(Items listed in a dataset)
>> Start

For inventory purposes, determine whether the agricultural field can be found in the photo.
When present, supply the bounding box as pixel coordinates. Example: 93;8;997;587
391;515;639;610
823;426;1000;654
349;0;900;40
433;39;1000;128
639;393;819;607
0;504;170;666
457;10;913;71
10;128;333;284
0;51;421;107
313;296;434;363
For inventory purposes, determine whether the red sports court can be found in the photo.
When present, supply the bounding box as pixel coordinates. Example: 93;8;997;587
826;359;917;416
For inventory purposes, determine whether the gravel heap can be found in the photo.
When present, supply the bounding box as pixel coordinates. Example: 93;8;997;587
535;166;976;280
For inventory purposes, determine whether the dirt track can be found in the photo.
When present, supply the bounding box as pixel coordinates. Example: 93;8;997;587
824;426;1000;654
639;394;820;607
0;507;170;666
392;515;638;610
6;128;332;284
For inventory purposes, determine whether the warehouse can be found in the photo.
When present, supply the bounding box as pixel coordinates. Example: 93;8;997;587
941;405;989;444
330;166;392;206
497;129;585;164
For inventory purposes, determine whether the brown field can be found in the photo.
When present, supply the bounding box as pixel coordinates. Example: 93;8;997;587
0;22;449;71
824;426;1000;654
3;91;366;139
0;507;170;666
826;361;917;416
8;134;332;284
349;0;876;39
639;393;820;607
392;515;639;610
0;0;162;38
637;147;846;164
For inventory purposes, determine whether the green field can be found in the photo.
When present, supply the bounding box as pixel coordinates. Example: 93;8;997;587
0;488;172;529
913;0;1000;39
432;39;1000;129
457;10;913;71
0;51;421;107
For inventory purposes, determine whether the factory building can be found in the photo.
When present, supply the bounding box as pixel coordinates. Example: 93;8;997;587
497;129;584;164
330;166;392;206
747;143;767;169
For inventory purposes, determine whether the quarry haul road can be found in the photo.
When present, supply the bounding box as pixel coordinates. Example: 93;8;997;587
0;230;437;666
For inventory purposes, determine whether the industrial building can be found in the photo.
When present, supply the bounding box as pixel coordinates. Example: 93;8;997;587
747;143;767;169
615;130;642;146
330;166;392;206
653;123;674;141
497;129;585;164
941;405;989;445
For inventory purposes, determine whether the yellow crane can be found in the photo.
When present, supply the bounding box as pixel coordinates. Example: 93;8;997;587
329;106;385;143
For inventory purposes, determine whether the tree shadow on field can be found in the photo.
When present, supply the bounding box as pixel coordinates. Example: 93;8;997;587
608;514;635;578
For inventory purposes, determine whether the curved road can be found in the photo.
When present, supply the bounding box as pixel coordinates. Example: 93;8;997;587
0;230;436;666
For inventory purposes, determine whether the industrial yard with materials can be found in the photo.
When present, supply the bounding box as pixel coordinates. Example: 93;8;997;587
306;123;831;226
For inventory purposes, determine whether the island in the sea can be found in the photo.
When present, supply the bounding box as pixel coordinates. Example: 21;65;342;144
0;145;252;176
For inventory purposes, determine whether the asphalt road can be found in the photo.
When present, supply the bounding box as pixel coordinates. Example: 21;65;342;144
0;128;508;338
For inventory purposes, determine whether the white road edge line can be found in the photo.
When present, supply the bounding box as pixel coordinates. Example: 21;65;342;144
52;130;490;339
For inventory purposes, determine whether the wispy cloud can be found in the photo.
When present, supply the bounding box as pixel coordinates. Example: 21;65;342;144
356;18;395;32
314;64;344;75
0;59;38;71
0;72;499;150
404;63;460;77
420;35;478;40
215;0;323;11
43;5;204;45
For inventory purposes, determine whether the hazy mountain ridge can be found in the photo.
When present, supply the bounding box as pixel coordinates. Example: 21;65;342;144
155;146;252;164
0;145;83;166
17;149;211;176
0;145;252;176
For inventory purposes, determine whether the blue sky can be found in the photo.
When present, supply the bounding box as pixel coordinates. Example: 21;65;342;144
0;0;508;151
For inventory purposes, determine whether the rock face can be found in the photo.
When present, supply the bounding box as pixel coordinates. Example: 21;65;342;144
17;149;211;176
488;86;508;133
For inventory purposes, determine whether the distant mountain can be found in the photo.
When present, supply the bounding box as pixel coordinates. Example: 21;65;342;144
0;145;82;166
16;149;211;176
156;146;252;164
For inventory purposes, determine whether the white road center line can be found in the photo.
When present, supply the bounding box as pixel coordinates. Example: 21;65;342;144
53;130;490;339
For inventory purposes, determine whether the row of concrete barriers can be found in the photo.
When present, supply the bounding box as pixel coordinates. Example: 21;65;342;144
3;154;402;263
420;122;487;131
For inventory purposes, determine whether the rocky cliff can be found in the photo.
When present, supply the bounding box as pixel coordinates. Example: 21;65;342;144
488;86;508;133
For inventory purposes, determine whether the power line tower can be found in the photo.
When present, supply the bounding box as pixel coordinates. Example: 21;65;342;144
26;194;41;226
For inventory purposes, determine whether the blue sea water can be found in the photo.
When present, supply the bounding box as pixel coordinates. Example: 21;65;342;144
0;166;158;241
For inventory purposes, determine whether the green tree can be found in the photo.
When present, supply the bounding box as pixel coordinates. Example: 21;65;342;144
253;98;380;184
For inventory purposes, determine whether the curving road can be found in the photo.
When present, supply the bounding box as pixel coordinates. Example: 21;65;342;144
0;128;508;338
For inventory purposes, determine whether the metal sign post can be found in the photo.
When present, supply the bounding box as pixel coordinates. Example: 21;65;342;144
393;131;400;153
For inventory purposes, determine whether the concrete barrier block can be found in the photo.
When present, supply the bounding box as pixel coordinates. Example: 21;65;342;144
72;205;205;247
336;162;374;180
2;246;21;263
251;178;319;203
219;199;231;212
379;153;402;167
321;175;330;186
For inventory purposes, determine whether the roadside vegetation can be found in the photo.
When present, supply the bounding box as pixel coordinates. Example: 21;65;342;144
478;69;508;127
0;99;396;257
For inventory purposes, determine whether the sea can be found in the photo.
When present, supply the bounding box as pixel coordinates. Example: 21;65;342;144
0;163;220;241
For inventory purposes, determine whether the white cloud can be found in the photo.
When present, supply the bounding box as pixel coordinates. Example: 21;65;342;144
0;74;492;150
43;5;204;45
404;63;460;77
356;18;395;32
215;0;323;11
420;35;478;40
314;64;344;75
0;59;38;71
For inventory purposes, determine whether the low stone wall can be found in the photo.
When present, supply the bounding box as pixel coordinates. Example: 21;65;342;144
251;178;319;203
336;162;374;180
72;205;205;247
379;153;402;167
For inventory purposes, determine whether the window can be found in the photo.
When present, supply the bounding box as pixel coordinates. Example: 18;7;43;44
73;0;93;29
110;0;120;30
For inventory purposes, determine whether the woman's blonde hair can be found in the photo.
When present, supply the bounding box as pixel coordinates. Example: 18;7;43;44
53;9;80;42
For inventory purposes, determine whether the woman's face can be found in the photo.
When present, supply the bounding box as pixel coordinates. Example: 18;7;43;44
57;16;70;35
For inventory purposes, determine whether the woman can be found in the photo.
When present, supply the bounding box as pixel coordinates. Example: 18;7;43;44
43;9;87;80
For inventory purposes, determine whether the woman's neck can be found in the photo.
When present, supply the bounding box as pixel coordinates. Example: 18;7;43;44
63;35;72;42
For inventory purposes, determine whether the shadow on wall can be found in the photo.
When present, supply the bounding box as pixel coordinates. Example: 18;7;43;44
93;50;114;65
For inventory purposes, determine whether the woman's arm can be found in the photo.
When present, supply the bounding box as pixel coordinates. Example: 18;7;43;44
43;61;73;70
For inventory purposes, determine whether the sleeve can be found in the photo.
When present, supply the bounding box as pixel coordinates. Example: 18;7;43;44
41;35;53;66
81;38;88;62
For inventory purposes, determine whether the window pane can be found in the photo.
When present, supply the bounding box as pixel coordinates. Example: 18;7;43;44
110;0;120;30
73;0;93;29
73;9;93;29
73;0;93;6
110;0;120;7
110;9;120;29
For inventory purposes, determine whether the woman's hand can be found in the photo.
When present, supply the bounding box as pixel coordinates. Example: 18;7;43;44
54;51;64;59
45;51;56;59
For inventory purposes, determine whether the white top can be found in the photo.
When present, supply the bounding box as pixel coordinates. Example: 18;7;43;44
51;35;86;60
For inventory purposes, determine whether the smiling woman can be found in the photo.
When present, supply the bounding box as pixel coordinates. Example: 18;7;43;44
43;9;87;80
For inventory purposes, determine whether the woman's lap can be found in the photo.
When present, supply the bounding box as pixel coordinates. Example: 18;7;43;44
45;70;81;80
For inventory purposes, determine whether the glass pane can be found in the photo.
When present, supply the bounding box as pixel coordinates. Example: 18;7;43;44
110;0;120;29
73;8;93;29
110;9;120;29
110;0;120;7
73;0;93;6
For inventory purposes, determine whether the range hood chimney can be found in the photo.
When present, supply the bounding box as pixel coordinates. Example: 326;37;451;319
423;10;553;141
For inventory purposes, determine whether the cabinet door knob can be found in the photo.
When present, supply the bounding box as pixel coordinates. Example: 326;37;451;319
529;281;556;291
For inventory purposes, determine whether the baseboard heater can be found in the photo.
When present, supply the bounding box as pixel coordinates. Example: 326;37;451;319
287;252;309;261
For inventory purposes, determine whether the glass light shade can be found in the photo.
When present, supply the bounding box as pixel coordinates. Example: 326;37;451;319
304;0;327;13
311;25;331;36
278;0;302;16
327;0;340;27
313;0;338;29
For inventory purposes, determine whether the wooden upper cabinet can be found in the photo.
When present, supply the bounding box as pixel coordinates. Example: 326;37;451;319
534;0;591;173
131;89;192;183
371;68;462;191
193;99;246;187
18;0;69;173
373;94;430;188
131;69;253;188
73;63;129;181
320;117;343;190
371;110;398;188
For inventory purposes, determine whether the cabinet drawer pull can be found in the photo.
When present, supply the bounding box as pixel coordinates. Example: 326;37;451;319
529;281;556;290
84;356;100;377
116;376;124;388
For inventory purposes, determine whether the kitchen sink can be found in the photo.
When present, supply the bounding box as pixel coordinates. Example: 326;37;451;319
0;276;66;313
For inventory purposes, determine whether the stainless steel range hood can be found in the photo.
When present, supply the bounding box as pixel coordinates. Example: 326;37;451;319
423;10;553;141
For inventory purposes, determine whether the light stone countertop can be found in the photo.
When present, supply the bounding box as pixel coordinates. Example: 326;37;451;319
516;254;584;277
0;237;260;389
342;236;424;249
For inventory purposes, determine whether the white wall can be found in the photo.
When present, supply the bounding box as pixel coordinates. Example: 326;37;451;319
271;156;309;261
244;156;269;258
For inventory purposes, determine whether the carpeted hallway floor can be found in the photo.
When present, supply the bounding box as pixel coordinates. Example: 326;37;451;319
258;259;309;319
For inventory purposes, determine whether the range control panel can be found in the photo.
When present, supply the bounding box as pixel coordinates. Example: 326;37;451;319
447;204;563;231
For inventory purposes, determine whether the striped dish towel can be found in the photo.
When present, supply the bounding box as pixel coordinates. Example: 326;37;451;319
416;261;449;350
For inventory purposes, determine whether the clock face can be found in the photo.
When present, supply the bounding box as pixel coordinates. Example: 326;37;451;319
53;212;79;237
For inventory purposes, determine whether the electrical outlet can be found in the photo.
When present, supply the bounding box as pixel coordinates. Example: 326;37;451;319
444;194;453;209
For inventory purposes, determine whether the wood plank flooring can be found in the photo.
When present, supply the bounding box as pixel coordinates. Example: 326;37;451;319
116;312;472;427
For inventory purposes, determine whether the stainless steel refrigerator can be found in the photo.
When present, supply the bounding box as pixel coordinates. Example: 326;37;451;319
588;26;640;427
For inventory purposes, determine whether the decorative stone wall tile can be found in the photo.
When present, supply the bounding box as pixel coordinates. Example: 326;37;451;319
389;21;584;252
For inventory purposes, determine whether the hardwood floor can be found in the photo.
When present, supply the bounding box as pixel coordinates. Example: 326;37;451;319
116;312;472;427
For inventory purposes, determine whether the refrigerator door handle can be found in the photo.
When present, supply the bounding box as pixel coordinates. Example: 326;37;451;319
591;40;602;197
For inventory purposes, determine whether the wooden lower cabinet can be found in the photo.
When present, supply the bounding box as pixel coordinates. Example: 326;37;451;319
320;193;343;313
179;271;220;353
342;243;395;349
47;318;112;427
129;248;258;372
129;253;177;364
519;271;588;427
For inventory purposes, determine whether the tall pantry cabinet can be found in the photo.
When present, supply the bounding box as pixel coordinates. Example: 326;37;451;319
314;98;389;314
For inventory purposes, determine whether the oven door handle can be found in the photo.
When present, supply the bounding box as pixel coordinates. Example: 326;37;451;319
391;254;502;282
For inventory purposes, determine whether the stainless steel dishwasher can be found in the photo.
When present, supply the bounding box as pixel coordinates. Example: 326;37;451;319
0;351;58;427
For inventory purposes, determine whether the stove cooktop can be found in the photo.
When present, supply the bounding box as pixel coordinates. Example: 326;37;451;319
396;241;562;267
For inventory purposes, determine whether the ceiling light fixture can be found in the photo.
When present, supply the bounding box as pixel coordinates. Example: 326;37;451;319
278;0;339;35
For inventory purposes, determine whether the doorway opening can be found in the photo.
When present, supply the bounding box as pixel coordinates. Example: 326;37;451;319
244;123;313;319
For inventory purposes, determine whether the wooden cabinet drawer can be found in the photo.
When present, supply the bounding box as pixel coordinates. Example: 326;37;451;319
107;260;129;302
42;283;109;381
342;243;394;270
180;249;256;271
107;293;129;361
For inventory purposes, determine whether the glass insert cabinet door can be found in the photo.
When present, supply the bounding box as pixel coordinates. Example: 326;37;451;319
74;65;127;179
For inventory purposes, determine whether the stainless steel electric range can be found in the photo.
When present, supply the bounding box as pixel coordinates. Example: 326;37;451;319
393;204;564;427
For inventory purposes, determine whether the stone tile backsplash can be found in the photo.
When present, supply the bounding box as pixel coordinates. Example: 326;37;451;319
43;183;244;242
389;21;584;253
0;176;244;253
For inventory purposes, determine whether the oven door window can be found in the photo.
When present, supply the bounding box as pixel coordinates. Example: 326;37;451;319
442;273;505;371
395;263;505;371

>> End

Given task: Quote the listing from its first line through the line that contains "535;166;976;280", including both ends, and reproduce every line unchanged.

Solution to this task:
For inventory purposes, determine whether the agricultural field can be found in the photo.
When present, supply the bounding box as pixel coordinates. Example: 93;8;997;587
391;515;639;610
823;426;1000;654
349;0;900;40
433;39;1000;128
639;393;819;607
0;504;170;666
457;10;913;71
10;128;333;284
0;51;421;107
313;296;434;363
For inventory purposes, determine whether the red sports court can be found in the photo.
When present, supply the bounding box as pixel coordinates. Example: 93;8;997;587
826;359;917;416
For inventory purposes, determine whether the gravel heap can be found in the photo.
When present, supply the bounding box as pixel coordinates. Example: 93;8;997;587
535;166;976;280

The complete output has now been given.